Copy the stretch from the line containing "written like (481,90)." through the end of the data, substituting "in this image" for "in this photo" and changing nothing else.

### DATA TO USE

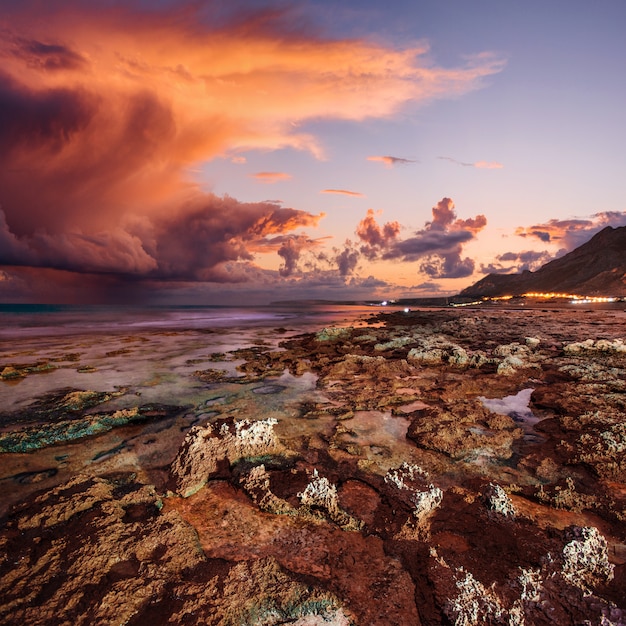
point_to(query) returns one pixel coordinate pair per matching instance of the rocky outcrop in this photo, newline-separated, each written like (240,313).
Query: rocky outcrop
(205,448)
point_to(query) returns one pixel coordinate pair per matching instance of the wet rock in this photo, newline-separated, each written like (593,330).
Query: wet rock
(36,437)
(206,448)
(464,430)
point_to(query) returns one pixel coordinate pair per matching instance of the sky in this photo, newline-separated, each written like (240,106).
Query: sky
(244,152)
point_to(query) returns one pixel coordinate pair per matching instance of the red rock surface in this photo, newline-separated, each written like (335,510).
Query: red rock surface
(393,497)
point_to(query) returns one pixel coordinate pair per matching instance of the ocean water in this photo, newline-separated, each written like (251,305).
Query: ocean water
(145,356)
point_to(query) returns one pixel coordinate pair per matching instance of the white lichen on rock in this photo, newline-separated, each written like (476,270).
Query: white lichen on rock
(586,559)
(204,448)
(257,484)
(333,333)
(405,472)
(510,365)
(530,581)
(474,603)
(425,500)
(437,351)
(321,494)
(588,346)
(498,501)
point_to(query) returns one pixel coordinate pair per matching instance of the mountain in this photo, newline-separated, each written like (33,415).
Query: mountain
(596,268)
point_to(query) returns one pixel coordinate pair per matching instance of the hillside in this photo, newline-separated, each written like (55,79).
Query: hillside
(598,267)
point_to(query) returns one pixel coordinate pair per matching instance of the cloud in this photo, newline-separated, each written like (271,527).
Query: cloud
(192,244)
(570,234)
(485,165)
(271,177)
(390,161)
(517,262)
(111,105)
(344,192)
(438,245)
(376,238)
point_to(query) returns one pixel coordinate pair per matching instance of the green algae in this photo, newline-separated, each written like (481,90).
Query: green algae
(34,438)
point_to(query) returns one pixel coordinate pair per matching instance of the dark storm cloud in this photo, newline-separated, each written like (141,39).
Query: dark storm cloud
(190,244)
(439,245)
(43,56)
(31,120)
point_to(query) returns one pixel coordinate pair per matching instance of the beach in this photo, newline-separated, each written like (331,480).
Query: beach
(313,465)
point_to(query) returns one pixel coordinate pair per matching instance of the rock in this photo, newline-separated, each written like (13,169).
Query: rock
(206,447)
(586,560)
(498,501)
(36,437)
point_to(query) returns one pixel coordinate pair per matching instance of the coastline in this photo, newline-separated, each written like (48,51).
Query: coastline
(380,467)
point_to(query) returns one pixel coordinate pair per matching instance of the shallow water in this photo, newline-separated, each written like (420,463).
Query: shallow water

######

> **TASK RESULT**:
point_to(query) returns one pixel coordinate pair per matching instance of the green algae in this image, newline-separated, each written like (481,90).
Query: green algae
(34,438)
point_to(query) returns one pixel coordinate pair per matching instance of the dark storm cloud in this image, newline-separated, each written like (141,39).
Query: dark storm cloud
(190,244)
(439,245)
(43,56)
(31,120)
point_to(query) returns one pixel coordinate pair per matching instance of the beach in this image, newline-separated, each written like (331,480).
Query: beach
(313,465)
point_to(query) returns one pixel coordinate pair per matching instance of the rock in this image, newline-separated, each written like (13,169).
Query: rock
(206,447)
(586,560)
(498,501)
(36,437)
point_to(query) returns one pixel coordinate pair per matching instance of the coastline in this image, newline-separated, each written like (48,51).
Query: coastline
(380,467)
point_to(query) returns one pixel coordinate pair per matching instance of the shallow water in this image, newline-separated, each written like (420,463).
Query: shallow water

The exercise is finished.